_Supplied material:_
- - - - - - -
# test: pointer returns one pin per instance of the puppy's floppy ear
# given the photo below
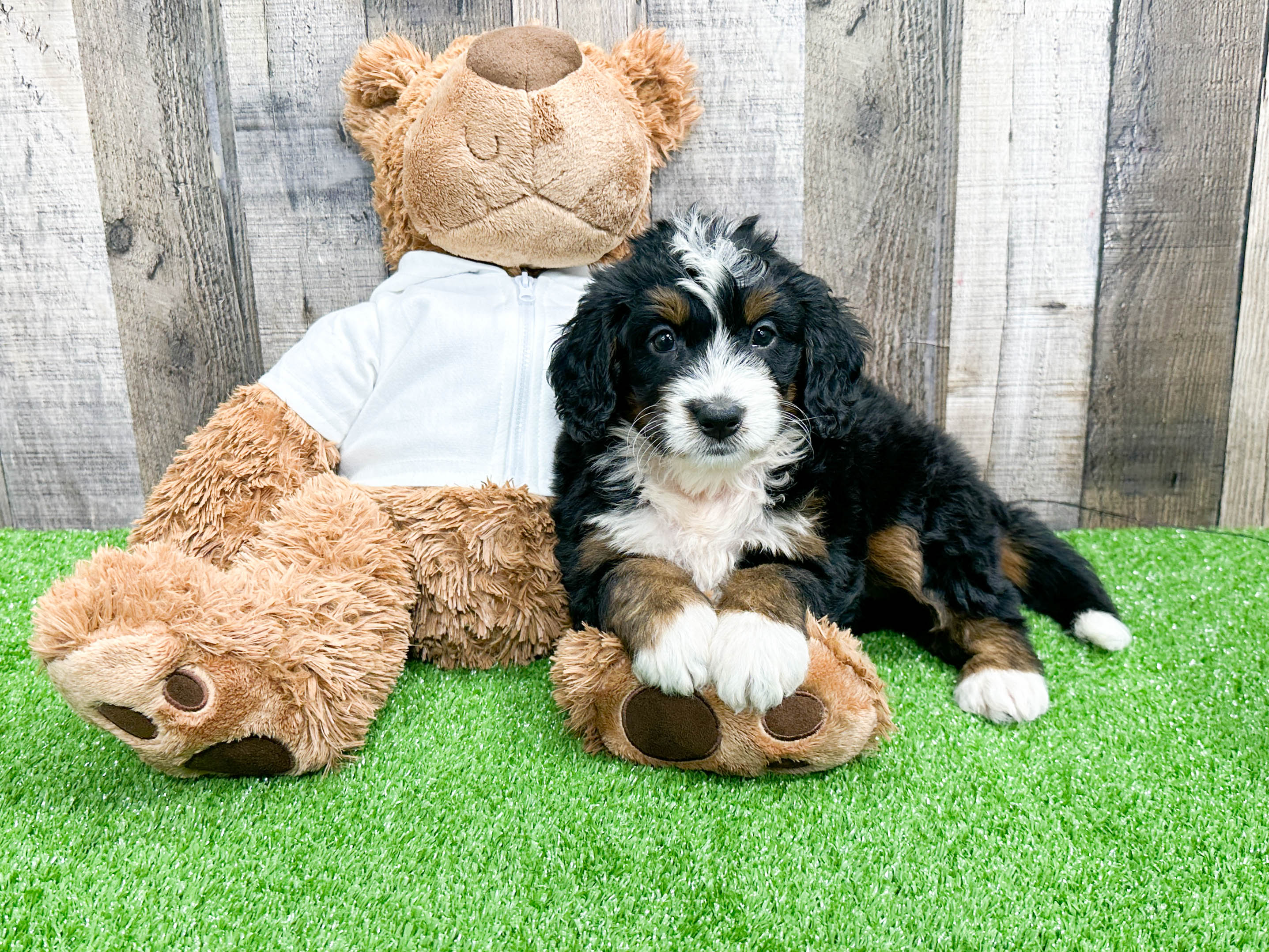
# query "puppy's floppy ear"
(661, 76)
(584, 367)
(380, 74)
(834, 357)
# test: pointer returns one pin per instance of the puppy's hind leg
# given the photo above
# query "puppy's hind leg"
(1059, 582)
(1003, 681)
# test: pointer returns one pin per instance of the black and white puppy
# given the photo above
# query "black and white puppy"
(725, 468)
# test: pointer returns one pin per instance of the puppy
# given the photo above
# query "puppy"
(725, 468)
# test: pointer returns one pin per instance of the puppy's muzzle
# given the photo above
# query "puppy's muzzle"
(718, 419)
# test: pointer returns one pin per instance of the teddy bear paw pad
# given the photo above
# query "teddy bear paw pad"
(128, 722)
(797, 716)
(186, 691)
(246, 757)
(670, 728)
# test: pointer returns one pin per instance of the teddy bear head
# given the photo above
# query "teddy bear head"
(521, 147)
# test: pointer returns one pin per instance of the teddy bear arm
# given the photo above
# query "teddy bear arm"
(252, 453)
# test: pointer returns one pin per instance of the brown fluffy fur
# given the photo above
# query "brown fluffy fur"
(593, 680)
(294, 593)
(391, 84)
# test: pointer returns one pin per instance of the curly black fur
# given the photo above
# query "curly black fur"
(870, 465)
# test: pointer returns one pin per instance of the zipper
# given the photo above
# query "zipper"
(526, 291)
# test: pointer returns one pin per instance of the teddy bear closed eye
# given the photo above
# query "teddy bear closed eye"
(382, 491)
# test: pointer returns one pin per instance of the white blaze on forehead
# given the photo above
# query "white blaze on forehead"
(705, 247)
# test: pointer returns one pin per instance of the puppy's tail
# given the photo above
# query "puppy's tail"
(1059, 582)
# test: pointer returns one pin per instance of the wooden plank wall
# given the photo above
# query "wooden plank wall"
(1051, 216)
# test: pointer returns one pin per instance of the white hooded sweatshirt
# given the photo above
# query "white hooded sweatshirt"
(439, 379)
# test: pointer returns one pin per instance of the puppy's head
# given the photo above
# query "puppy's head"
(710, 344)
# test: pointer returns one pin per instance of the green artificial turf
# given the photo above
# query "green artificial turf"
(1133, 815)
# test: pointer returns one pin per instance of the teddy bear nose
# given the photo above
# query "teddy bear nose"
(525, 57)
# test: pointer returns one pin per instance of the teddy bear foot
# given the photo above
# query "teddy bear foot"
(183, 713)
(837, 714)
(210, 672)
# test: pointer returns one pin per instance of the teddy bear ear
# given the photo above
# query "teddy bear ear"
(661, 76)
(380, 74)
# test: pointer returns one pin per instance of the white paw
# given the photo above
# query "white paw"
(1003, 696)
(1102, 629)
(754, 662)
(680, 661)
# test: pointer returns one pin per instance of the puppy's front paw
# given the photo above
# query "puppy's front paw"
(1003, 696)
(757, 662)
(678, 663)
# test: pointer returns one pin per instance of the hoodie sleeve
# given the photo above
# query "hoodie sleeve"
(329, 375)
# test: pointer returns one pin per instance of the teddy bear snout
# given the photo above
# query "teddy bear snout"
(525, 57)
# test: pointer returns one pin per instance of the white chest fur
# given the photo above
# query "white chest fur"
(706, 533)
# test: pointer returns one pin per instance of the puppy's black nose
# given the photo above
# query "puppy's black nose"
(718, 419)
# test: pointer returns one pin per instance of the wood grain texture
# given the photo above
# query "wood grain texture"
(65, 426)
(187, 328)
(1035, 88)
(601, 22)
(1181, 134)
(5, 510)
(313, 235)
(880, 170)
(745, 155)
(434, 25)
(1245, 493)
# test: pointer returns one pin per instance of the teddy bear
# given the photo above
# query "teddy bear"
(382, 491)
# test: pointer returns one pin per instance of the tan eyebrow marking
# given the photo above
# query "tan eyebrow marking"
(672, 305)
(758, 305)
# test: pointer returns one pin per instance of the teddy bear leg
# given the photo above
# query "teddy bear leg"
(837, 714)
(489, 583)
(275, 665)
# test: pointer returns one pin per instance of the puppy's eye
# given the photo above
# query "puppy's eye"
(763, 336)
(663, 340)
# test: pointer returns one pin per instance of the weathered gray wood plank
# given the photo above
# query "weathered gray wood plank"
(5, 510)
(433, 25)
(66, 441)
(745, 155)
(599, 22)
(1182, 125)
(1035, 87)
(313, 235)
(881, 91)
(188, 330)
(1245, 493)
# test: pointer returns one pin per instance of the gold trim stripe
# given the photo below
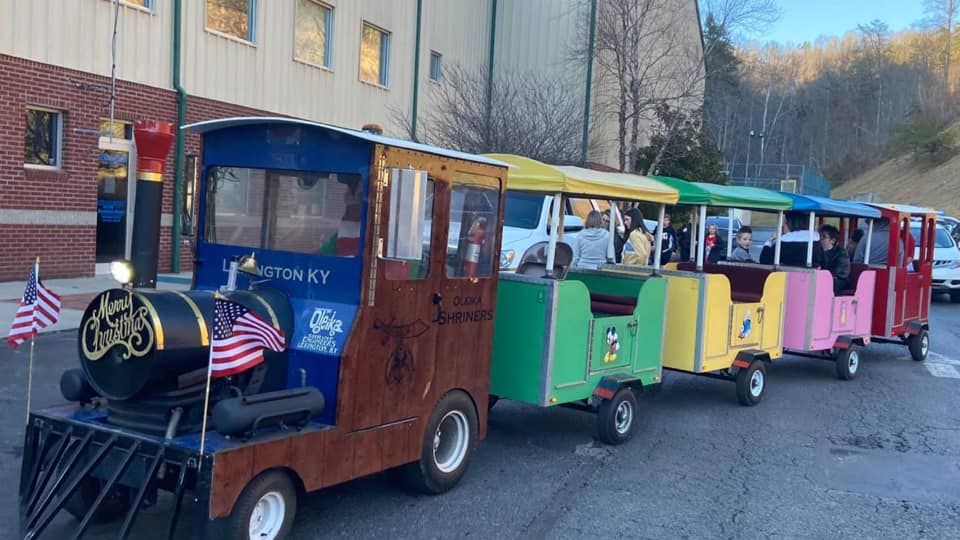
- - - - - - -
_Exercise objective:_
Reproduce every record above exactly as given, excluding pictures from the result.

_Solution:_
# test: pointer returns one pin per instance of the puppy's floppy ear
# given the photo below
# query "puppy's floppy ear"
(661, 76)
(584, 367)
(380, 74)
(834, 357)
# test: pointer returns one pin per instance of the puppy's hind leg
# given the photo above
# query "puppy's hind leg"
(1059, 582)
(1003, 681)
# test: pointer returns one pin per instance of the black and white puppy
# given the photo above
# query "black and white puppy"
(725, 468)
# test: pointer returns one pin per instance of the puppy
# given the photo above
# query "puppy"
(725, 468)
# test: pointer returns one pin per instance of the puppy's muzzle
# given the photo above
# query "puppy's muzzle"
(718, 419)
# test: pointer returns one pin per instance of the teddy bear paw pad
# given the photo above
# query "teddy bear paw pad"
(128, 722)
(797, 716)
(186, 691)
(246, 757)
(670, 728)
# test: pointer returns one pin per instance of the teddy bear head
# given the photo above
# query "teddy bear head"
(521, 147)
# test: pointer returns one pin per instance of the teddy bear arm
# given the photo above
# query "teddy bear arm"
(252, 453)
# test: pointer returns one pin per instance of the brown fluffy fur
# given the photo above
# query "brown fluffy fur"
(593, 680)
(294, 593)
(391, 84)
# test: pointer returns one pin per instance of the curly black fur
# given the photo above
# query "curly black fur"
(870, 465)
# test: pointer returns one pin per instance of the zipper
# given the photo above
# query "zipper"
(526, 291)
# test: pointer returns one pin per instance of the teddy bear closed eye
# given the photo above
# query "teddy bear closed eye"
(382, 491)
# test: pointer returns one pin per instance of the white blaze on forehead
# given the photo above
# query "white blaze on forehead"
(705, 247)
# test: pointer returns one pin per instance of the puppy's tail
# given the photo above
# query "puppy's tail"
(1059, 582)
# test: pointer returns one pin per instance of the wooden plank wall
# given the photo above
# query "wooden plank wall"
(1051, 216)
# test: pointer returns one pin per instance of the white hooded sweatshirt
# given the photo above
# query "white hooded sweatshirt"
(439, 379)
# test: pointer returns one pin per instance of the puppy's head
# given the photo above
# query "puppy's head"
(710, 344)
# test: pointer returns one pin per instance of the green artificial turf
# given the photo above
# query "green artificial turf"
(1133, 815)
# test: pointer returns one pin per instance of the teddy bear nose
# given the photo above
# query "teddy bear nose"
(525, 57)
# test: pointer returns one pin per instance of the teddy bear foot
# given the photo above
# query "teddy bear foot"
(183, 713)
(837, 714)
(210, 672)
# test: pointer returns one pin per instance of the teddy bear ear
# given the photo above
# query "teddy bear ear"
(661, 76)
(380, 74)
# test: pointer returns one pin per instance of the white paw
# given the photo above
# query "white paw"
(1003, 696)
(1102, 629)
(754, 662)
(680, 661)
# test: pointer returns one pin per instance of the puppy's front paw
# given the photo above
# query "puppy's front paw"
(1003, 696)
(757, 662)
(678, 663)
# test: pointer returns one pin per instance of the hoodie sleeve
# given the photo above
# query "hoodie sleeve"
(329, 375)
# test: pointer returns one pin per instance of the teddy bear snout
# given the photo above
# query "teddy bear snout"
(525, 57)
# test: pointer returns one pin per instance of the white chest fur
# given the photo above
# query "white chest fur"
(706, 533)
# test: pointer returns one pin per instance of the puppy's black nose
# given the photo above
# query "puppy's black nose"
(718, 419)
# test: pointer returns one pin per instance of the wood grain texture
# given the photo above
# query "wood grain texture"
(65, 426)
(187, 328)
(1035, 88)
(601, 22)
(1181, 134)
(5, 510)
(313, 235)
(880, 170)
(745, 155)
(434, 25)
(1245, 493)
# test: pointer returns one pin per instance of the teddy bear
# given the photo above
# query "teddy bear"
(382, 491)
# test: pointer returns one pin per instance of the tan eyebrow marking
# given the photo above
# query "tan eyebrow marking"
(672, 305)
(758, 305)
# test: pointer returns one pin per instance of the teddy bear leg
# given the photo above
# query "teddy bear leg"
(837, 714)
(489, 583)
(275, 665)
# test: pointer returns one pin per instance of the puppy's eye
# given the photo above
# query "puppy's eye"
(763, 336)
(663, 340)
# test: pointer returns one pin per instance of the weathered gray wood plank
# given the photo above
# query "weathered gray wood plank"
(5, 510)
(433, 25)
(66, 441)
(745, 155)
(599, 22)
(1182, 125)
(1035, 87)
(313, 235)
(881, 91)
(188, 330)
(1245, 493)
# test: pointer returns one pin per instance of the gold trim stripe
# given the photo below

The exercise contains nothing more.